### Task requirements
1. Write out the passage of the article on India's corporate reforms from "With further recognition" to "2017 and 2022." word for word.
2. In the article on India's corporate reforms, what peak did gross non-performing assets reach by 2018?

--- Text shown ---

Modi govt‘s corporate reforms far from over
India’s corporate reforms scorecard under the current government has been a mix of hits and misses, with some proving to be transformative, while others not delivering adequately on the stated intent.
In its 2014 campaign, the Bharatiya Janata Party relied heavily on the “policy paralysis” pitch, blaming the Congress-led government for India lagging behind in ease of doing business. Later, Narendra Modi’s government launched many big-ticket business-centred policy moves. Some were seen as transformative, while others are yet to make meaningful impact. Here’s a look:
BIG BANG CAPITAL
Seen as the most infamous legacy of the previous regime, India’s bad loans mess showed in the impaired balance sheets of banks by the mid-2010s. The cracks were laid bare after an asset quality review in 2016. By 2018, gross non-performing assets (NPAs) had scaled a peak of 11.5% of total advances, and almost a dozen banks were under the prompt corrective action (PCA) framework.
With further recognition of restructured loans, provisioning requirements surged, especially for staterun banks. To fix their balance sheets and to nurse the system back to good health, the Centre rolled out a massive recapitalization drive, amounting to close to ₹3 trillion between 2017 and 2022.
The exercise showed results: Profit margins of public sector banks began improving as lending resumed. “The pain was severe, but beneficial effects started to show up from 2018, resulting in improved asset quality,” the Reserve Bank of India (RBI) noted in October 2023. By 2022, all troubled banks had exited the PCA, and the gross NPA ratio fell to 3.9% by March 2023.

--- Provided data ---

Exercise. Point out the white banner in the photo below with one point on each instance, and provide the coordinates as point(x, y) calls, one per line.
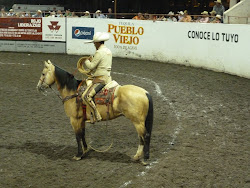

---

### Answers for the exercise
1.
With further recognition of restructured loans, provisioning requirements surged, especially for staterun banks. To fix their balance sheets and to nurse the system back to good health, the Centre rolled out a massive recapitalization drive, amounting to close to ₹3 trillion between 2017 and 2022.

2. 11.5% of total advances.